### Выбранный текст:
------------------------
В 11 примере сочетаются анадиплозис и эпифора Mondamin. В примерах 6,
7 совмещаются три вида повтора – подхват nothing, анафора nothing but и
эпифора английских и индейских названий камыша и скалы, эпифора Shaugodaya,
Faint heart; анафора hasten back и подхват back.
Благодаря конечному положению в повторяющихся стихотворных стоках
эпифорическому повтору предшествует значительный объем информации о
предмете, местности, лице и т.д., об их свойствах, качестве, характере, о
действиях, совершаемых лицом, божествами, животными, что усиливает роль
повтора-эпифоры в изложении повествования, его развитии и продвижении
вперед. Эпифорический повтор дает возможность размеренно, не торопливо
излагать события за событиями не перегружая повествование чрезмерным
количеством новых слов, как это сделано в описании места, где жила Nokomis,
бабушка Гайаваты, в котором одновременно с эпифорой используются анафора и
подхват.
13. Bright before it beat the water,
Beat the clear and sunny water,
Beat the shining Big-Sea-Water. (III, 71-73)
Конечное положение повтора-эпифоры в значительной степени
предопределяет также его основное стилистическое значение. Лонгфелло часто
использует эпифорический повтор для выделения самого важного в
высказывании, для привлечения внимания читателя к ключевому слову в
высказывании. Как в случаях повтора самой реалии, так и в случаях повтора
через английский перевод или синонимический, повтор понятия в конце строки
усиливает его смысловую нагрузку. Здесь в одном направлении действуют как
повторение слова, так и его конечное положение в высказывании, которое, как
правило, является местом логического предиката высказывания. Из
вышеприведенных примеров эпифорически повторяющиеся слова являются
ключевыми в восьми случаях (1, 2, 3, 4, 6, 7, 10, 11). В 5-м им является go
not, потому что намерение Гайаваты отправиться к отцу и сразиться с ним уже
известно и читателю и Nokomis. В 8 и 13 слова повтора-эпифоры образуют
отдельное высказывание. В 9-м примере – два высказывания и в обоих самыми
важными, несущими больше всего информации являются made a cloak, made a
banquet.
------------------------
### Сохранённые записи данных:
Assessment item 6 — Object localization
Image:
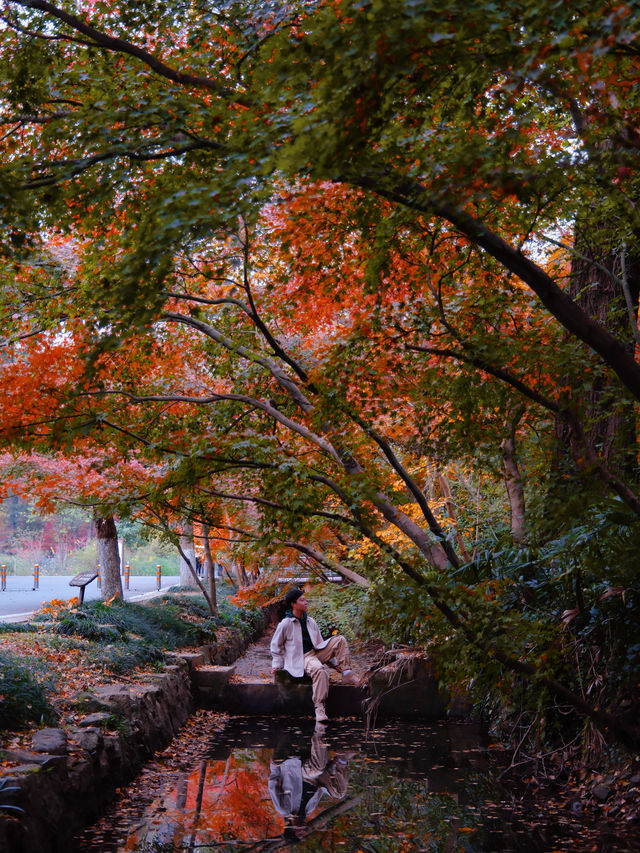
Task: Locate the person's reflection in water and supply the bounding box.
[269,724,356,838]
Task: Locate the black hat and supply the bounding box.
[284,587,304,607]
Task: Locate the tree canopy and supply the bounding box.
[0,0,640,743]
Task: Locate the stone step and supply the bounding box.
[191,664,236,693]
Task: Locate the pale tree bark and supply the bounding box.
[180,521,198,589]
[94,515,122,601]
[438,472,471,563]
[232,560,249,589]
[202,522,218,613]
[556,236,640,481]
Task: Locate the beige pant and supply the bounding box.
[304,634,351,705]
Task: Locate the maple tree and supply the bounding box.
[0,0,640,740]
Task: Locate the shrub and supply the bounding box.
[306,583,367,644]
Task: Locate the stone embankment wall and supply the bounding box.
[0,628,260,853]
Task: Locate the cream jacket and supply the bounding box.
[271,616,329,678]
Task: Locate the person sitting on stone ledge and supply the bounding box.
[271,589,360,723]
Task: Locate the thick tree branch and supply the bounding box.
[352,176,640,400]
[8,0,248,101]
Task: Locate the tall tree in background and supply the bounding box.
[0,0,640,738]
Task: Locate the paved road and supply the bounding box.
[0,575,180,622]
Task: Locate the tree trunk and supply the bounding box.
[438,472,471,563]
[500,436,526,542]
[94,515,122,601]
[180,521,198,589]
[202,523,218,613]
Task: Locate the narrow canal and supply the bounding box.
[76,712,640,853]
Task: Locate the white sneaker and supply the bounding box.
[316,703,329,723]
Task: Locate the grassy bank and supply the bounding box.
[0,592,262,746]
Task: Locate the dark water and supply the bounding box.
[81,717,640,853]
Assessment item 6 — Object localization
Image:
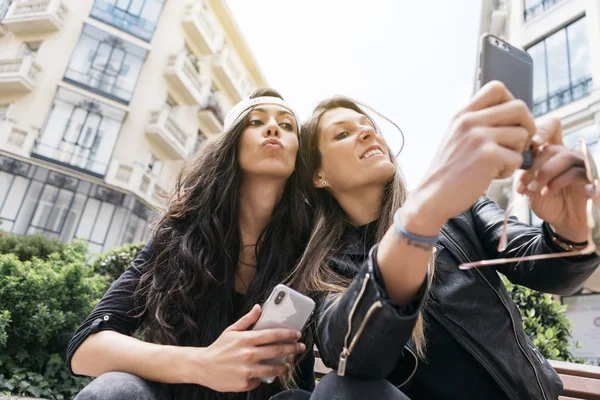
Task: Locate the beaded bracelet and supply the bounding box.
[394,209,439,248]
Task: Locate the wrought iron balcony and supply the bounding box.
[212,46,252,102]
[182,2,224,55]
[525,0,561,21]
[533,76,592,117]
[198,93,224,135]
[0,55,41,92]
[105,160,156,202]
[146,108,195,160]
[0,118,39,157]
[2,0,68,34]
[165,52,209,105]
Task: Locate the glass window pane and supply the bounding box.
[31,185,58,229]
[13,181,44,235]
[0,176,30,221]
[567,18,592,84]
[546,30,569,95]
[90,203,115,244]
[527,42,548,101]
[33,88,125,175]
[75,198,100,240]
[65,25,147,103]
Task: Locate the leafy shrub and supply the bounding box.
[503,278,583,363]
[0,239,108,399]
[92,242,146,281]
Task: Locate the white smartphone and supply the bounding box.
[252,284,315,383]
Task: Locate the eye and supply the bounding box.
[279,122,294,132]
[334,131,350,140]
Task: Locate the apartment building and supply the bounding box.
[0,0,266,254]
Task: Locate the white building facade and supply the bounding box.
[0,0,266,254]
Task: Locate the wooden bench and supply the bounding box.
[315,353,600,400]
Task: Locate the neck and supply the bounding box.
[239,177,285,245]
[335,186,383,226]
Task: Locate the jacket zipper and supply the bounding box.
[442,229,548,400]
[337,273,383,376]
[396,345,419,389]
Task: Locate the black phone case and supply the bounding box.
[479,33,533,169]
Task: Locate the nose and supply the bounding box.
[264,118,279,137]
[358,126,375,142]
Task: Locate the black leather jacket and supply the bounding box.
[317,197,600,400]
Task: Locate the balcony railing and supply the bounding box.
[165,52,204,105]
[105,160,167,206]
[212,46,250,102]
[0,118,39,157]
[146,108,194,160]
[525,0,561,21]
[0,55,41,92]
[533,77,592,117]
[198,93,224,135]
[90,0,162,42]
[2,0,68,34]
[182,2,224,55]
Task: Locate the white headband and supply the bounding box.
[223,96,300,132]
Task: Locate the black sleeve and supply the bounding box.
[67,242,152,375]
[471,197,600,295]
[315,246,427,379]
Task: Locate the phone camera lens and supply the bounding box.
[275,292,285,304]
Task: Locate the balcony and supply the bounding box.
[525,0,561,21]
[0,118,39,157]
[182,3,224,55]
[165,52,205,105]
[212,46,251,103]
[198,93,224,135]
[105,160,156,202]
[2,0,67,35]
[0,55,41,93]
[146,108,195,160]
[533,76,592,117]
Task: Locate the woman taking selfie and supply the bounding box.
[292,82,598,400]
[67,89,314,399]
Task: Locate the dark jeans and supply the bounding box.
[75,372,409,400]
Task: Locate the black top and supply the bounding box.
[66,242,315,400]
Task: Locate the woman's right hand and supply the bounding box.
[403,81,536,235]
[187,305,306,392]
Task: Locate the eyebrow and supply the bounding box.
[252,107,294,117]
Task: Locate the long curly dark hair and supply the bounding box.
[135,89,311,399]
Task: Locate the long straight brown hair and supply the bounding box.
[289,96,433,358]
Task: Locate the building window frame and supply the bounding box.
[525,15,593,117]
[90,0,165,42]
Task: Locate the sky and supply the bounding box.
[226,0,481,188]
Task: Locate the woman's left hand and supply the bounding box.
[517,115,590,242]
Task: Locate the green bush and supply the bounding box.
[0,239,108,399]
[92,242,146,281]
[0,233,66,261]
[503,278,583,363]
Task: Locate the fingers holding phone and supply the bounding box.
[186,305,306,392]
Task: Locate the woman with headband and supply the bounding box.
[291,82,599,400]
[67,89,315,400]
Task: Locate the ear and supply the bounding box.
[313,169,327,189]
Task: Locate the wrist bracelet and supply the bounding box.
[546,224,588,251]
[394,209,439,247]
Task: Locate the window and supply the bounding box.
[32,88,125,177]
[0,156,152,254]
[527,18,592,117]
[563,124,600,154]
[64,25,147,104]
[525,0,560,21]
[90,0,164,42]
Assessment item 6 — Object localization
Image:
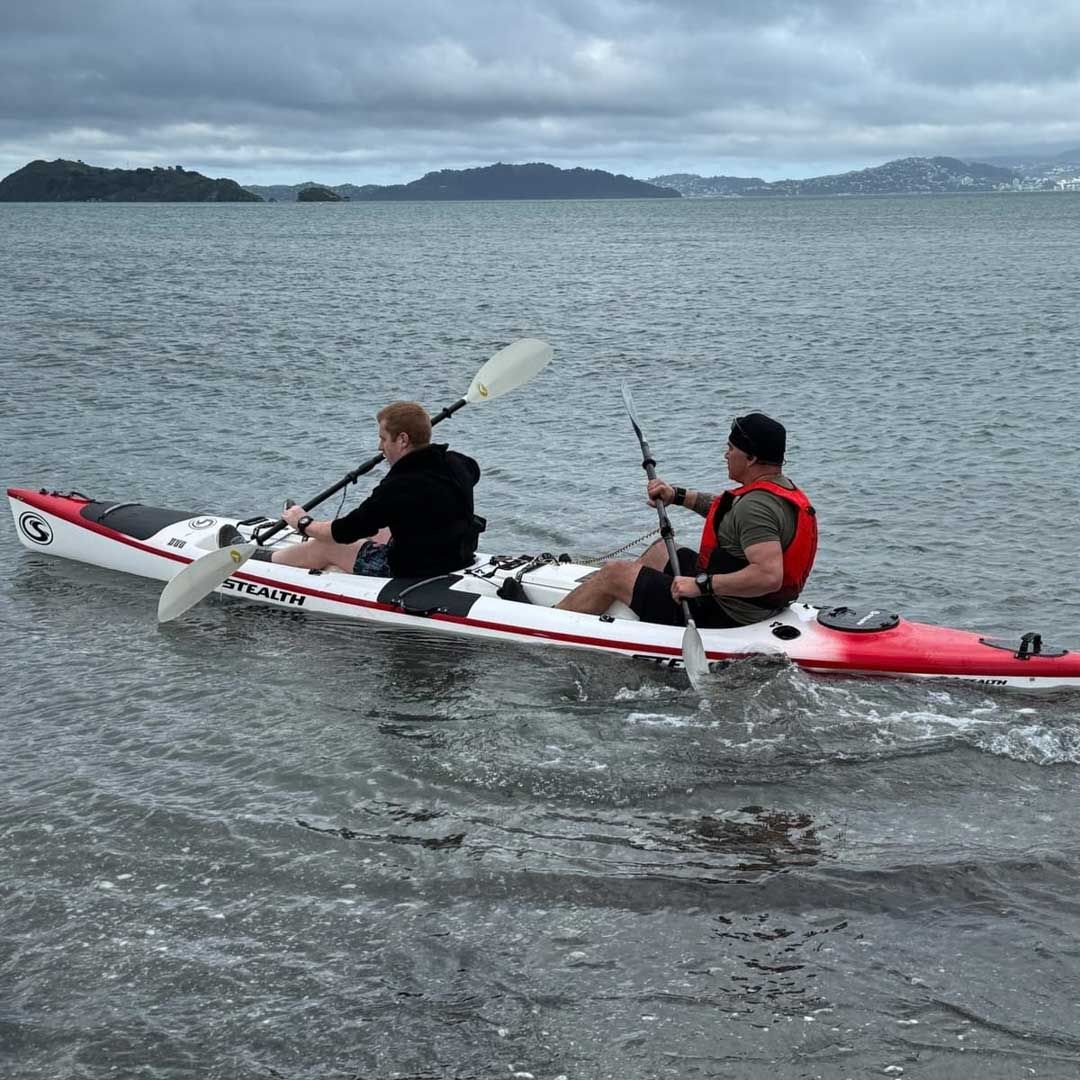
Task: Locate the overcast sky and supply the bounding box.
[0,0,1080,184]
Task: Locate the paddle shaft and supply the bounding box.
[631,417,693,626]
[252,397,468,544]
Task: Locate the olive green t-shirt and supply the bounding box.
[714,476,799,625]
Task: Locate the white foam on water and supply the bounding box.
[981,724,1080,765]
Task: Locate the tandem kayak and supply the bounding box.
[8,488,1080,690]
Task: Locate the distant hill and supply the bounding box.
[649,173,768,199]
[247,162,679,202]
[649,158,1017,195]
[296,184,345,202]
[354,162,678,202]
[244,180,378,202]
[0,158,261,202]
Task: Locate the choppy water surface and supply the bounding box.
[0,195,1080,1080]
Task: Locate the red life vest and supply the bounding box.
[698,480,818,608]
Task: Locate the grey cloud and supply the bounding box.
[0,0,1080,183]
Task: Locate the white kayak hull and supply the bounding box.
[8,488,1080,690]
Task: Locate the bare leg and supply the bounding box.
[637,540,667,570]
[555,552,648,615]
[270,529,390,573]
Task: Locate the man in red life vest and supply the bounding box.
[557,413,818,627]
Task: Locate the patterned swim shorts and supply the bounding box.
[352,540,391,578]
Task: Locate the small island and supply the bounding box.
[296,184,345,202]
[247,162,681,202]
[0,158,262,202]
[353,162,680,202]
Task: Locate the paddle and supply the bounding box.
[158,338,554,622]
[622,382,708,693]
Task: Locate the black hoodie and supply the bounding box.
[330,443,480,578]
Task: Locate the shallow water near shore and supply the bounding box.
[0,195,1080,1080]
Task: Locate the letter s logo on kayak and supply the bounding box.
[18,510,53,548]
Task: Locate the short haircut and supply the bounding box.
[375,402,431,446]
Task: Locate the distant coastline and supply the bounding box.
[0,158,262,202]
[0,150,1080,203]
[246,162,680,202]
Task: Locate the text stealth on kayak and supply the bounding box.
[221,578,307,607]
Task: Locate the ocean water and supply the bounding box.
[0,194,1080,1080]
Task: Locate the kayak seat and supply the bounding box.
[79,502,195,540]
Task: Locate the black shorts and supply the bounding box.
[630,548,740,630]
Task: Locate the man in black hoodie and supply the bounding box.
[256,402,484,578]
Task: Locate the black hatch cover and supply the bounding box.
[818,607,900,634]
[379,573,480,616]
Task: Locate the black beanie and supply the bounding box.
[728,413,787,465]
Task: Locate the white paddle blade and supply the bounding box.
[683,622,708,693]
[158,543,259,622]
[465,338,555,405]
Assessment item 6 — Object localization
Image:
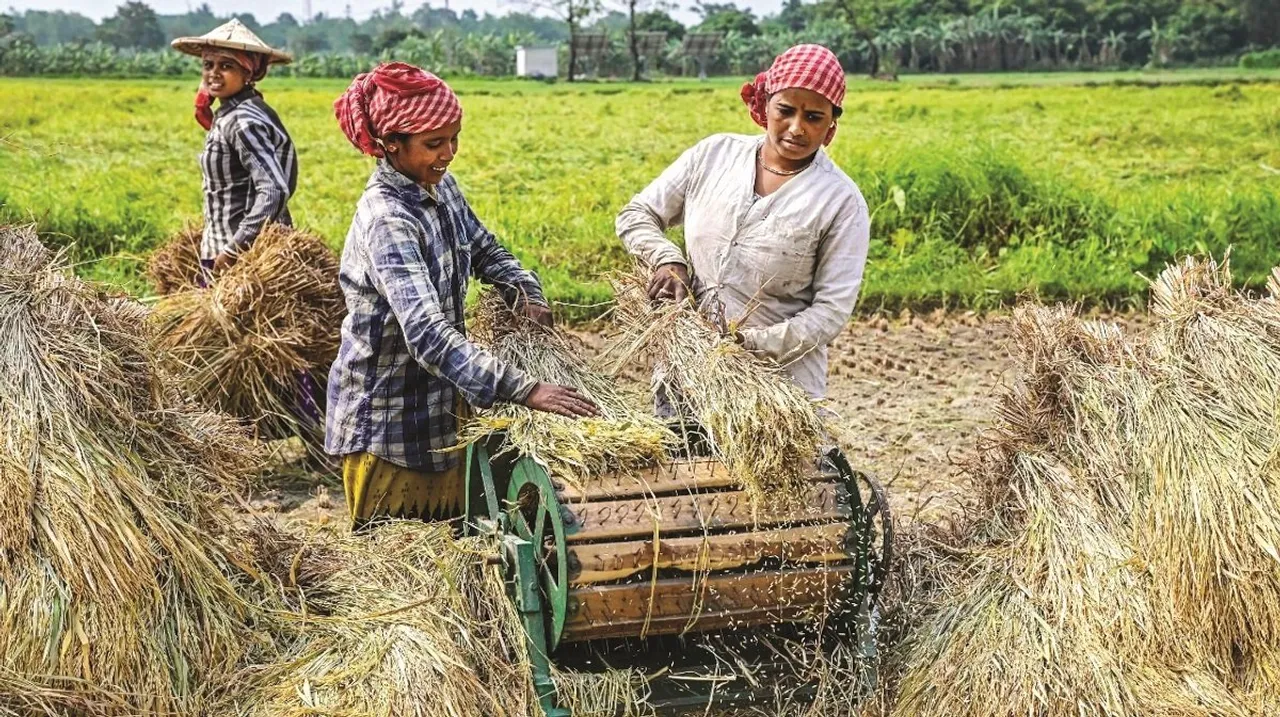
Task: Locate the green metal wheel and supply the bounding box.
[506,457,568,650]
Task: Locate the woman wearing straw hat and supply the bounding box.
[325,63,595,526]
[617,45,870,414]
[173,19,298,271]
------------------------
### Задания к упражнению:
(1) Укажите, кем Nokomis приходится Гайавате согласно фрагменту об эпифоре у Лонгфелло.
(2) Перечислите номера всех примеров, в которых, согласно фрагменту об эпифоре у Лонгфелло, эпифорически повторяющиеся слова являются ключевыми.

### Результаты выполнения:
(1) Nokomis — бабушка Гайаваты.

(2) 1, 2, 3, 4, 6, 7, 10, 11